Trecho para leitura:
Outro bom exemplo da atuação Progressista e das nossas Esquerdas se encontra justamente na luta pela igualdade e pela justiça ambiental a partir das Universidades e do compromisso com essas bandeiras já na Educação básica. Também podemos encontrar e entender essa atuação no âmbito da Ciência, Tecnologia e Inovação, tanto como parte da/na compreensão dessa cidade, quanto como parte da compreensão do semiárido nordestino, com suas dores e potencialidades, sugerindo a existência sempre presente e atuante de um pensamento à Esquerda.
Outra importante ênfase para o entendimento do alcance da atuação desse pensamento progressista se encontra nas Organizações de Campina Grande e região que atuam no campo e constroem a Articulação do Semiárido – ASA. Toda a mobilização pela vida do/no seminário, em prol da Agricultura Familiar e agroecológica, da construção e viabilização das cisternas de placa, em favor da Reforma Agrária e tantos outros avanços.
Ainda em Campina Grande, a Frente pelo Direito à Cidade articula outras organizações, grupos de pesquisas e ONGS na luta por uma Agenda Urbana que planeje a cidade numa perspectiva da justiça social e ambiental e, politicamente falando, o Fórum Pŕo Campina foi e continua sendo um espaço importante de diálogo, unidade e reflexão sobre a cidade e as inúmeras tarefas para o crescimento da centro-esquerda campinense.
Indicação de algumas tarefas
A primeira tarefa é acreditar que uma outra Campina Grande é possível.
Uma Campina Progressista! uma cidade que se depare com as suas contradições, as suas imensas desigualdades, injustiça social, um território de segregação e de injustiças ambientais, que necessitam de formulações, de novas propostas e força política capaz de liderar as necessárias mudanças.

Requisitos do exercício:
A - De acordo com o texto sobre Campina Grande, qual é a primeira tarefa indicada?
B - Copie, do texto sobre Campina Grande, a parte que começa nas palavras contendo "Outra importante ênfase" e termina em "da centro-esquerda campinense.".

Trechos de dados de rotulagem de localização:
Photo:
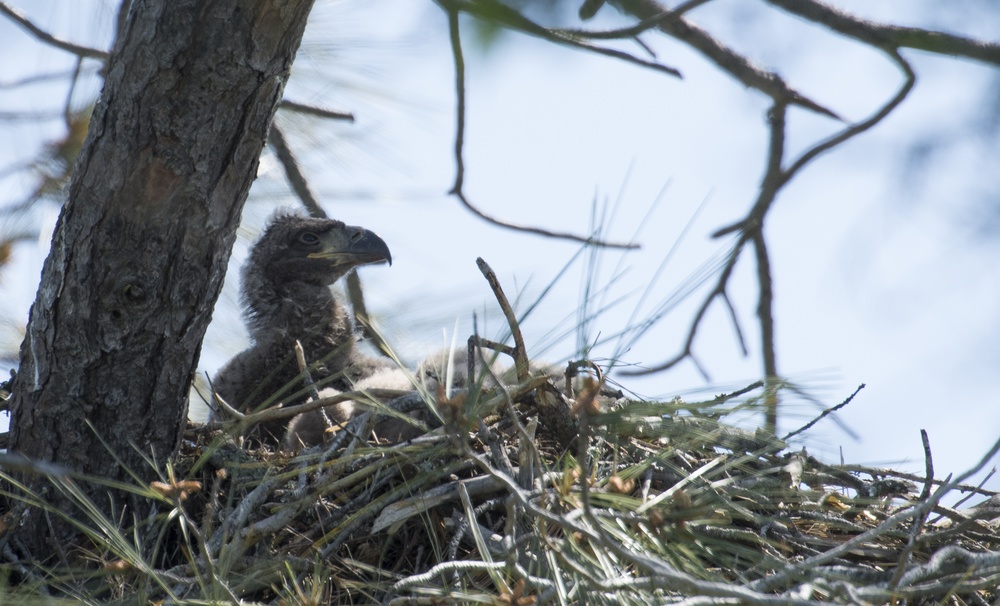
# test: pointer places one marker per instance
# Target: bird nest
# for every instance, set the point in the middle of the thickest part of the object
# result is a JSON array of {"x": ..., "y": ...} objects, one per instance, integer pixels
[{"x": 544, "y": 491}]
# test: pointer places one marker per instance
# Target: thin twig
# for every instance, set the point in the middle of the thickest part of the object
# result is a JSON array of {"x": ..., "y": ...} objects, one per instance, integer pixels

Soluções por tarefa:
A - Acreditar que uma outra Campina Grande é possível.

B -
Outra importante ênfase para o entendimento do alcance da atuação desse pensamento progressista se encontra nas Organizações de Campina Grande e região que atuam no campo e constroem a Articulação do Semiárido – ASA. Toda a mobilização pela vida do/no seminário, em prol da Agricultura Familiar e agroecológica, da construção e viabilização das cisternas de placa, em favor da Reforma Agrária e tantos outros avanços.
Ainda em Campina Grande, a Frente pelo Direito à Cidade articula outras organizações, grupos de pesquisas e ONGS na luta por uma Agenda Urbana que planeje a cidade numa perspectiva da justiça social e ambiental e, politicamente falando, o Fórum Pŕo Campina foi e continua sendo um espaço importante de diálogo, unidade e reflexão sobre a cidade e as inúmeras tarefas para o crescimento da centro-esquerda campinense.